(begin)

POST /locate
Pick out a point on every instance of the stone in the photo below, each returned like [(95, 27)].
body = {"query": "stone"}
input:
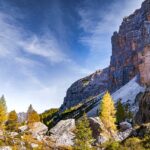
[(121, 136), (102, 139), (85, 88), (14, 134), (141, 131), (23, 128), (22, 117), (125, 125), (33, 145), (130, 57), (5, 148), (143, 114), (38, 128), (62, 133), (96, 126)]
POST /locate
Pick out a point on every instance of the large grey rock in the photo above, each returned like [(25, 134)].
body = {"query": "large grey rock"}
[(125, 125), (120, 136), (5, 148), (62, 132), (96, 126), (85, 88), (38, 128), (23, 128), (22, 117)]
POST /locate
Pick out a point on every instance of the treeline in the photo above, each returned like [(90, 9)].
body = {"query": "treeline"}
[(9, 120), (109, 114)]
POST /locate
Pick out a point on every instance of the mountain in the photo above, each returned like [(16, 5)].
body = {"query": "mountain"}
[(130, 58)]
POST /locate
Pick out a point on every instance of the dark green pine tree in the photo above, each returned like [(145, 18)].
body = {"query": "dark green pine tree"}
[(84, 137), (120, 112)]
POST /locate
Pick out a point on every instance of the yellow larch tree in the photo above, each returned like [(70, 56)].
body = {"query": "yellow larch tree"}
[(107, 112)]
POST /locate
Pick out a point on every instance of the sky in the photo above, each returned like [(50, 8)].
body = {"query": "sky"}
[(46, 45)]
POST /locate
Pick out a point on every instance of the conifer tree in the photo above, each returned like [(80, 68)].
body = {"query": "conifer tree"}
[(107, 112), (12, 122), (120, 112), (30, 109), (83, 132), (32, 117), (3, 111)]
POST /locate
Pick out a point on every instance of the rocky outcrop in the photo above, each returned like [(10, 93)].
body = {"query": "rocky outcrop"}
[(85, 88), (38, 128), (62, 133), (22, 117), (102, 135), (132, 39), (144, 67), (130, 57), (143, 115)]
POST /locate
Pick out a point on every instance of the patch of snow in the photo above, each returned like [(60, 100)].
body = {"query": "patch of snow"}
[(128, 92)]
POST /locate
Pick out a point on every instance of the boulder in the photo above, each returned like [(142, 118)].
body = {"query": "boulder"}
[(96, 126), (125, 125), (33, 145), (120, 136), (141, 131), (5, 148), (85, 88), (14, 134), (102, 139), (38, 128), (62, 133)]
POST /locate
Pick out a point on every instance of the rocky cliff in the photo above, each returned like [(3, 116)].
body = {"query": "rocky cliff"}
[(130, 57), (130, 48), (85, 88)]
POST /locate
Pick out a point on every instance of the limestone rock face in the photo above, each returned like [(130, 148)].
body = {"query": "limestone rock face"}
[(130, 57), (84, 88), (62, 133), (39, 128), (143, 115), (132, 39)]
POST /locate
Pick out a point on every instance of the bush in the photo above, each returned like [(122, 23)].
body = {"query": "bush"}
[(133, 144), (113, 146), (146, 142)]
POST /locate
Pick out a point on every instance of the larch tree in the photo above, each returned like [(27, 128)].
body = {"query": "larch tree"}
[(12, 122), (120, 112), (3, 111), (32, 115), (107, 112), (83, 133)]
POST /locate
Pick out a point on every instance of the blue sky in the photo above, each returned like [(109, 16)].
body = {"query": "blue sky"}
[(45, 45)]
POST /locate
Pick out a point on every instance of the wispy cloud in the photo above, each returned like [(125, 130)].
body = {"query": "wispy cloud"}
[(107, 21), (15, 39)]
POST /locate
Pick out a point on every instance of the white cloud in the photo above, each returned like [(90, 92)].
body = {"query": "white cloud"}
[(108, 20), (14, 39)]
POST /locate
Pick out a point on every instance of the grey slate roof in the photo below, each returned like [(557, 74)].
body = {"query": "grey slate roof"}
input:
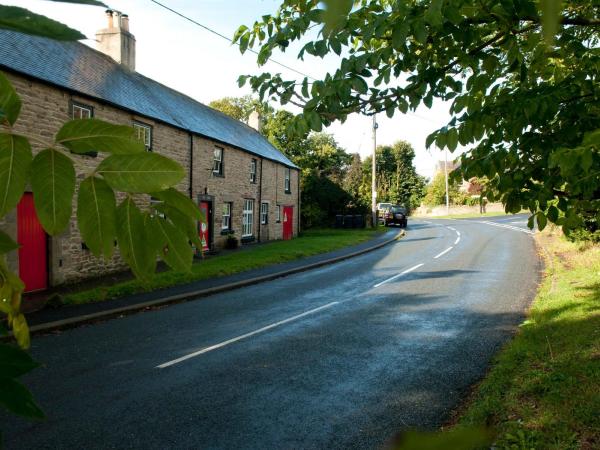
[(79, 68)]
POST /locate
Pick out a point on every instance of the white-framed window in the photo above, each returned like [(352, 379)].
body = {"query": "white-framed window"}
[(218, 161), (81, 111), (226, 221), (253, 171), (288, 180), (264, 213), (143, 132), (248, 218)]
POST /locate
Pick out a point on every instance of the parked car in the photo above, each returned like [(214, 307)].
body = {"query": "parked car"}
[(381, 210), (396, 215)]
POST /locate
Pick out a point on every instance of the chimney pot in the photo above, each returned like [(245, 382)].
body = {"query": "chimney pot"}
[(116, 41), (110, 19), (125, 22), (255, 121)]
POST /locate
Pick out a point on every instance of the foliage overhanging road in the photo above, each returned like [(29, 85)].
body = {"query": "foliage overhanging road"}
[(342, 356)]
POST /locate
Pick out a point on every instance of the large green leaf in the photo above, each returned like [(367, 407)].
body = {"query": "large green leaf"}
[(136, 248), (25, 21), (96, 215), (53, 185), (172, 244), (10, 103), (17, 399), (15, 362), (180, 202), (93, 135), (6, 243), (15, 161), (551, 10), (144, 172)]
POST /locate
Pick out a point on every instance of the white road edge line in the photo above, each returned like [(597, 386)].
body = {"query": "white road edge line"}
[(443, 253), (399, 275), (244, 336), (509, 227)]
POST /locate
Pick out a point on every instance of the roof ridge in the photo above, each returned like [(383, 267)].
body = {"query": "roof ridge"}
[(80, 68)]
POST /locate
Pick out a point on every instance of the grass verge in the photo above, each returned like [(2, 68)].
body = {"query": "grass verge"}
[(312, 242), (542, 391)]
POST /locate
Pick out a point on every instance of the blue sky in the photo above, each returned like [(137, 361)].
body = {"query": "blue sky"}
[(205, 67)]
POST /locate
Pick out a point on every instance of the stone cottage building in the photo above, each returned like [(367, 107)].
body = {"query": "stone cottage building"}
[(245, 186)]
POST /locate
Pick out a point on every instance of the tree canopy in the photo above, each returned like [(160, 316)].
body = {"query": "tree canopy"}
[(522, 77)]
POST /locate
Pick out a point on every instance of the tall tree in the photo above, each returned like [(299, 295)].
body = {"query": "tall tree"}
[(397, 178), (524, 85)]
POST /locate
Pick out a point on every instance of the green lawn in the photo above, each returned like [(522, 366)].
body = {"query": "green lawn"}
[(310, 243), (543, 389)]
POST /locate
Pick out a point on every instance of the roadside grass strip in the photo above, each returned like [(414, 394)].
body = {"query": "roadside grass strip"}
[(509, 227), (245, 336), (311, 242), (543, 388)]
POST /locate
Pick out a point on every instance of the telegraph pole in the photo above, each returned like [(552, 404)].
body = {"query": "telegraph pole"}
[(374, 175), (446, 176)]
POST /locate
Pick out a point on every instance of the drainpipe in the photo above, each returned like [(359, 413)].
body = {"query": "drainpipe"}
[(191, 174), (299, 202), (260, 204)]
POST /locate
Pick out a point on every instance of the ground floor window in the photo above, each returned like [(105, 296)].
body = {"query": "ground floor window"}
[(264, 213), (226, 222), (248, 218)]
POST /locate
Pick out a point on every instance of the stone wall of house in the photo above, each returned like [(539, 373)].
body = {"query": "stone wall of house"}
[(46, 108)]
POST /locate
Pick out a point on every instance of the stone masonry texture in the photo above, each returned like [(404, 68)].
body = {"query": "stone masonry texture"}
[(46, 108)]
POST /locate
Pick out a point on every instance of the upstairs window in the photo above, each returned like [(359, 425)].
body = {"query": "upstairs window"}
[(264, 213), (253, 171), (143, 132), (288, 181), (218, 162), (81, 111)]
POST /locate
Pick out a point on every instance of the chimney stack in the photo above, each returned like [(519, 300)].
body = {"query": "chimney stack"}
[(116, 41), (255, 121)]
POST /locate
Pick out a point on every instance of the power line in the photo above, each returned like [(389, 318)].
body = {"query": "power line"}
[(216, 33), (222, 36)]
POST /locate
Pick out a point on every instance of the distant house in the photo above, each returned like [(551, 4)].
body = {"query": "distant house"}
[(450, 166), (245, 186)]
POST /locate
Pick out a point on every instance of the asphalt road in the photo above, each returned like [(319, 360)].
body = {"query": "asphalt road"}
[(343, 356)]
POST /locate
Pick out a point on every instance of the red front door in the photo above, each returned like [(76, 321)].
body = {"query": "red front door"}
[(33, 255), (205, 225), (288, 222)]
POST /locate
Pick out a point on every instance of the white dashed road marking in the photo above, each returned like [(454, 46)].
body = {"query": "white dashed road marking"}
[(443, 253), (399, 275), (244, 336)]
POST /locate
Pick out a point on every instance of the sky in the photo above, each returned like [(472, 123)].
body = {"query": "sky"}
[(191, 60)]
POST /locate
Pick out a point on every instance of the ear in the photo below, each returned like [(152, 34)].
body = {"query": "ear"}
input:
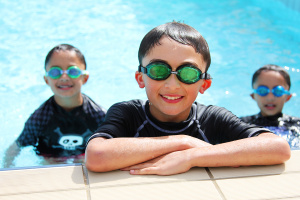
[(46, 80), (288, 98), (139, 79), (85, 78), (206, 84)]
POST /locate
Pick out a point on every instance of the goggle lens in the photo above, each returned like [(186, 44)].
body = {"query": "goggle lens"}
[(72, 72), (158, 72), (188, 74), (277, 91)]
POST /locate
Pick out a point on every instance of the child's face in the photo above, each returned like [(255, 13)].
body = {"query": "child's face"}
[(65, 87), (170, 99), (270, 105)]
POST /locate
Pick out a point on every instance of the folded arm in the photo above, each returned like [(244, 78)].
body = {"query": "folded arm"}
[(111, 154), (266, 149)]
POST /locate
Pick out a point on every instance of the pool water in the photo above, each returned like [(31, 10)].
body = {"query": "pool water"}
[(242, 35)]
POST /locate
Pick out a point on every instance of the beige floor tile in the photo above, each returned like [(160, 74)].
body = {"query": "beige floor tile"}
[(230, 172), (284, 186), (41, 179), (119, 178), (292, 165), (185, 190), (59, 195)]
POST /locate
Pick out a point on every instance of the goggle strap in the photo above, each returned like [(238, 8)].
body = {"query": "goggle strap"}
[(205, 76), (142, 69)]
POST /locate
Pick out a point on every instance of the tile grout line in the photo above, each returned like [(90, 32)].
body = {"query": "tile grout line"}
[(215, 183), (86, 181)]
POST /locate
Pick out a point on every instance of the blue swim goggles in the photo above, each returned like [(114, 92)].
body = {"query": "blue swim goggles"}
[(277, 91), (72, 72)]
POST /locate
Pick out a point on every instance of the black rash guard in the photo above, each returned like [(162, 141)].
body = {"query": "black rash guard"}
[(58, 133), (209, 123)]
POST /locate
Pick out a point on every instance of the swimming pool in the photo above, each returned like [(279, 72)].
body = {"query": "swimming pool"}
[(242, 35)]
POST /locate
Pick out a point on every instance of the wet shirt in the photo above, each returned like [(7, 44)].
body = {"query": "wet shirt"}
[(56, 132), (209, 123), (283, 125)]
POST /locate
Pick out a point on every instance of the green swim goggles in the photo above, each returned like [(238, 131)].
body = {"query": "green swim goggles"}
[(72, 72), (186, 73)]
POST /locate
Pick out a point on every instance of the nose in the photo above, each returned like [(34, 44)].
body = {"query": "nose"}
[(172, 82), (64, 76), (270, 96)]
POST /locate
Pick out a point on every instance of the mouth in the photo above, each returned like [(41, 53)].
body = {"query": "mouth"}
[(64, 87), (172, 99), (270, 106)]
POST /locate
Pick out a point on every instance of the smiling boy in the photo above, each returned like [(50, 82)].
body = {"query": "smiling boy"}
[(271, 85), (170, 133), (60, 127)]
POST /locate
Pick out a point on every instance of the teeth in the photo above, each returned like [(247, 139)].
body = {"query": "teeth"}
[(270, 105), (64, 86), (171, 98)]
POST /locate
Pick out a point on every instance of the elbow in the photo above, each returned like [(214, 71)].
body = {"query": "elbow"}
[(95, 158), (284, 150)]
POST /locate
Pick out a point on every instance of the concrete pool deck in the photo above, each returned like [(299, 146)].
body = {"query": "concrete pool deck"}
[(76, 182)]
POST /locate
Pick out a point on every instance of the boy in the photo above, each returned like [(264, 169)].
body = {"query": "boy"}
[(61, 126), (170, 133), (271, 84)]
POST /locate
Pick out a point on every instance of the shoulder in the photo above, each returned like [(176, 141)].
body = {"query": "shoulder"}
[(45, 109), (249, 119), (89, 104), (211, 110), (292, 119), (128, 105)]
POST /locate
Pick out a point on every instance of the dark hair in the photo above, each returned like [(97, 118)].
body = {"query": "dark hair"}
[(179, 32), (275, 68), (65, 47)]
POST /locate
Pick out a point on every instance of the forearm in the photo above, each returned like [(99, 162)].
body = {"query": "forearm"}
[(111, 154), (266, 149), (10, 154)]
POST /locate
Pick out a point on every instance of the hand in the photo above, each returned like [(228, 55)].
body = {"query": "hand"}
[(173, 163)]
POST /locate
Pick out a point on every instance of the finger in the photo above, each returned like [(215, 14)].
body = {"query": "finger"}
[(144, 171)]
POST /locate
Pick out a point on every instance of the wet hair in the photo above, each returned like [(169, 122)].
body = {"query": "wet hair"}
[(65, 47), (275, 68), (179, 32)]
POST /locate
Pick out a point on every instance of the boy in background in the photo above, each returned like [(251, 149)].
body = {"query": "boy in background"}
[(271, 85), (170, 132), (61, 126)]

(end)

__EXERCISE DESCRIPTION__:
Could you pull out every line of the data above that contains the word "parked" and copy each one in full?

__RESPONSE__:
Pick out a point on every instance of the parked car in the photo above, each returned like [(214, 307)].
body = {"query": "parked car"}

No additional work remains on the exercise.